## [PAGE]
%%

Commissioner, I do not entirely share your enthusiasm regarding the answer provided by France a few days ago, but I do understand why you have expressed yourself in these terms.

You tell us that France claims to have plans to transpose the directive on freedom of movement and will provide a timetable. On the question of this much-discussed directive and its transposition, there are two possibilities. Either France has given a purely formal commitment, which would mean that the Commission has not received an answer and has forgotten past history, or, alternatively, France has given a full answer, in which case we would like to know the details. You mentioned a timetable, a timetable for transposition which is in progress. France is currently transposing the directive on freedom of movement as part of the fifth revision of its immigration laws in seven years. I can guarantee that the revision will extend far beyond European principles on freedom of movement. Consequently, I think that you will need to monitor the process very carefully.

Let me conclude by expressing my hope that the Commission will stand firm and uphold the principle of non-discrimination. I hope that you will not allow yourselves to be lulled by amicable agreements or mere promises, even when they are made by the French Government.


  Nathalie Griesbeck , on behalf of the ALDE Group.(FR) Madam President, Commissioner, I know that it is very late, but this evening’s debate involves a fairly passionate clash of opinions. This morning, despite the very clear explanations which you have just given us, another new French information website has been found which contains a Roma database, illicit of course, which contains detailed and extensive information including surnames, first names, nicknames, parentage, social contacts, car registration numbers and models, and partners’ names. Once again, the authorities have claimed that they were not aware of the existence of such files.

At the end of the day, irrespective of whether the information found on this site turns out to be true, there is still an underlying risk of discrimination linked to the existence of these databases in France and various other European countries.

So, Commissioner, in view of your comments and your reputation for strength of purpose, what do you intend to do? What other evidence do we need to provide in order for you to act and react given this failure to uphold the principle of non-discrimination? In other words, and without wishing to be controversial, let us try to uphold the law in France, in the Member States of the Union, and amongst those who make up this half-hearted European democracy.

We have heard about the expulsions in France this summer, the circular issued on the 5 August – which fortunately was later withdrawn – the Mens file, and more. We have listened with great interest to the arguments that you put forward this evening. You have told us today that you are happy with France’s promise, made last week, to amend national legislation in line with the European directive dating back to 2004.

%%

## [PROBLEM A]
From the debate excerpt, reproduce the stretch from "We have heard" through "back to 2004.".
## [PROBLEM B]
In the debate excerpt, what year does the European directive that France promised to align its national legislation with date back to?
## [PROBLEM C]
List every type of information that the debate excerpt says the Roma database on the French website contains.

## [DATA SHOWN]
%%

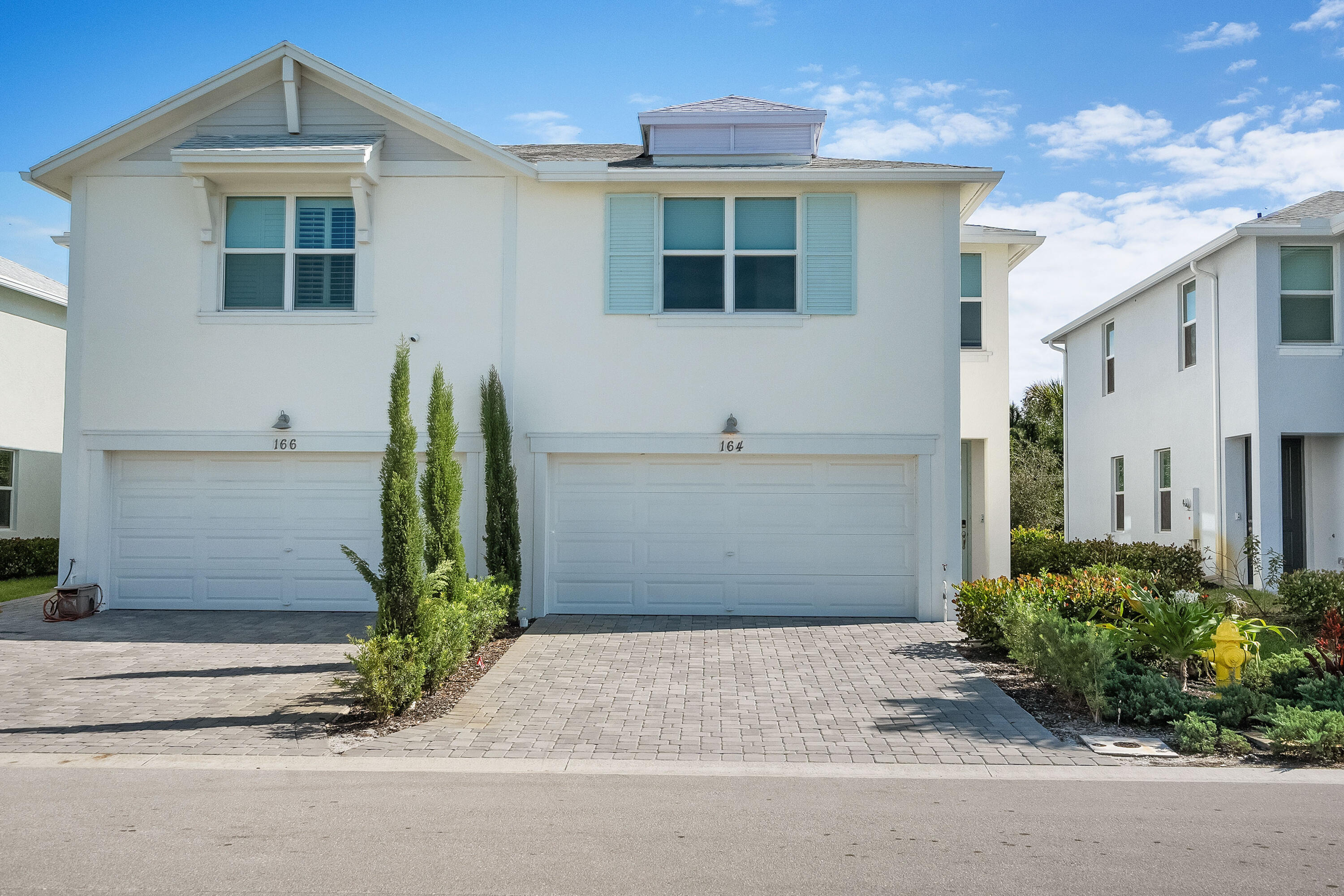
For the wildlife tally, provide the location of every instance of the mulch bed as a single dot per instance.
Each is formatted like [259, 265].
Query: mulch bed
[359, 723]
[1069, 722]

%%

## [TASK ANSWER A]
We have heard about the expulsions in France this summer, the circular issued on the 5 August – which fortunately was later withdrawn – the Mens file, and more. We have listened with great interest to the arguments that you put forward this evening. You have told us today that you are happy with France’s promise, made last week, to amend national legislation in line with the European directive dating back to 2004.

## [TASK ANSWER B]
2004

## [TASK ANSWER C]
- surnames
- first names
- nicknames
- parentage
- social contacts
- car registration numbers and models
- partners' names